▶ _Written exercise 1_
Extract every line of the listing that contains the string "cake". Matching is case-sensitive.

The Mike Douglas Show was an American daytime television talk show that was hosted by Mike Douglas. It began as a local program in Cleveland before being carried on other stations owned by Westinghouse Broadcasting.  The show went into national syndication and was moved to Philadelphia in 1965. The program remained on television until 1981. It was distributed by Westinghouse Broadcasting, and for much of its run, originated from studios at two of the company's TV stations in Cleveland and Philadelphia.

History in Cleveland
The Mike Douglas Show premiered on KYW-TV in Cleveland on December 11, 1961, and featured a mix of light banter with guests and musical performances, along with more serious interviews with prominent newsmakers.  Local entertainment shows were popular in the early days of television.  Joining Douglas as part of the everyday lineup was the Ellie Frankel Trio, a local jazz group.  Instead of an opening comedic monologue (as was the case with The Tonight Show Starring Johnny Carson, for example), Douglas, given his vocalist background, would begin each show by singing a popular song for the audience. Each week would have a different co-host who would appear every day with Douglas.

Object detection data
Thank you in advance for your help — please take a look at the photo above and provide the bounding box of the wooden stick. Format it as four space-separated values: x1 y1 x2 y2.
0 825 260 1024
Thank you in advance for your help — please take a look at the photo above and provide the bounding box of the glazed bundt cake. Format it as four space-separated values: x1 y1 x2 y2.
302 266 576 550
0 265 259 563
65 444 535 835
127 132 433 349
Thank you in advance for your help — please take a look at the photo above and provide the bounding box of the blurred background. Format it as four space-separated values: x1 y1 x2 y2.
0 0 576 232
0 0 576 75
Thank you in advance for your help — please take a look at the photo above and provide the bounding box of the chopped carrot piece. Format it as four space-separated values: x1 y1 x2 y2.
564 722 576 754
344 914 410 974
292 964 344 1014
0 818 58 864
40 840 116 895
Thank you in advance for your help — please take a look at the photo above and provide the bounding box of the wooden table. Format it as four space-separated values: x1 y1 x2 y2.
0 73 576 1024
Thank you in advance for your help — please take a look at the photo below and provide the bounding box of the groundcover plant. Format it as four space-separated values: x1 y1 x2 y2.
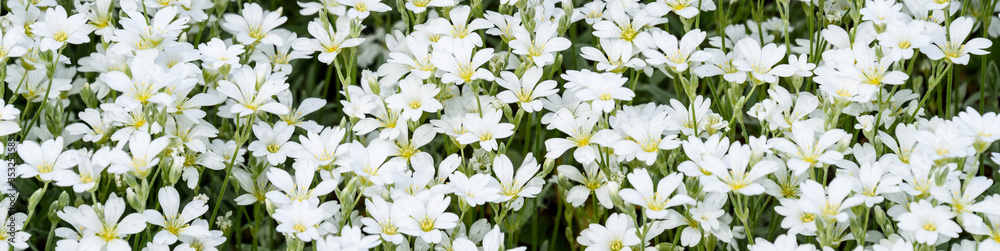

▶ _Written exercise 2_
List every year mentioned in the Mike Douglas Show article.

▶ _Complete output 1_
Thank you in advance for your help — please take a look at the photo above and provide the bounding box of the glazed bundt cake. Format it as four space-separated values: x1 y1 x2 y2.

▶ _Complete output 2_
1961, 1965, 1981